Data entries:
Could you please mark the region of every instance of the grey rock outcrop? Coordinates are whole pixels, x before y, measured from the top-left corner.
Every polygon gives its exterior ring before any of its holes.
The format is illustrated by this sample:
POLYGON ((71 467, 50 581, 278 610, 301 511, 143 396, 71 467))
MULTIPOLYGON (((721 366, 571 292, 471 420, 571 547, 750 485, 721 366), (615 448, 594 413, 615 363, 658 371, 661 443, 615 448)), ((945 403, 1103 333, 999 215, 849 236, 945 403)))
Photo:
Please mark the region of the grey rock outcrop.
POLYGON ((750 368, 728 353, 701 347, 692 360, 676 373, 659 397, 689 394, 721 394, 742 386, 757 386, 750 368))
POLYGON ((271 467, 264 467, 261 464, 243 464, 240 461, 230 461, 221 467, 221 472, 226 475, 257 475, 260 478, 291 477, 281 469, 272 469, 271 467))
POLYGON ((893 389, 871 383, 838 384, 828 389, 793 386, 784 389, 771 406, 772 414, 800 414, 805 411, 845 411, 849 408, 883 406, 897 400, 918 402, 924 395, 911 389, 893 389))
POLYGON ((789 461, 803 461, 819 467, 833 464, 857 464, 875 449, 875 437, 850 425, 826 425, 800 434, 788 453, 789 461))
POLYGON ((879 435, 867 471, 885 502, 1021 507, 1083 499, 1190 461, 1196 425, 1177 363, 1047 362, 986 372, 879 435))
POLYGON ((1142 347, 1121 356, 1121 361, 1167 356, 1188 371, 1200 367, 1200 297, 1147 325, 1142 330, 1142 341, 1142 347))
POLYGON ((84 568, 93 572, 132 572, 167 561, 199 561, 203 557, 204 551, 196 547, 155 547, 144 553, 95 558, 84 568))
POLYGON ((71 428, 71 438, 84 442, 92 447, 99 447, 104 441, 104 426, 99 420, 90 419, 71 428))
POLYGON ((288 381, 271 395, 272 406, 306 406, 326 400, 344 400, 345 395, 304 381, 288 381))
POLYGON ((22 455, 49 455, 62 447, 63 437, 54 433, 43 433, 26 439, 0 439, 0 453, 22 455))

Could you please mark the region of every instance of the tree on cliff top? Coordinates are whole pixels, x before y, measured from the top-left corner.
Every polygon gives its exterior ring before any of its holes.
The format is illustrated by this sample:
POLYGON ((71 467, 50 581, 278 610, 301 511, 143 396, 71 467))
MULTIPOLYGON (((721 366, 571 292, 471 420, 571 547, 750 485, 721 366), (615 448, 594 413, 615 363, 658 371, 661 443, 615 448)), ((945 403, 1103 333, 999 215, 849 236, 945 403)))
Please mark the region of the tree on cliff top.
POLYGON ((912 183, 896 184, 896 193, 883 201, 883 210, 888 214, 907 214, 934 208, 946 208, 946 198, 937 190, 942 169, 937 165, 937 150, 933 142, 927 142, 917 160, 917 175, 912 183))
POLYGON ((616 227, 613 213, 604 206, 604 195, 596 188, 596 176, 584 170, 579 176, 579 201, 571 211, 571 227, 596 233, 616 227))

__Required work__: Copy out every line of the data where the word "Could" occurs.

__Reply__:
Could you please mark the region of every instance of the grey rock outcrop? Coordinates are whole pixels, x before y, measured from the top-left corner.
Could you please mark the region of every instance of the tree on cliff top? Coordinates are whole pixels, x before y, measured from the top-left corner.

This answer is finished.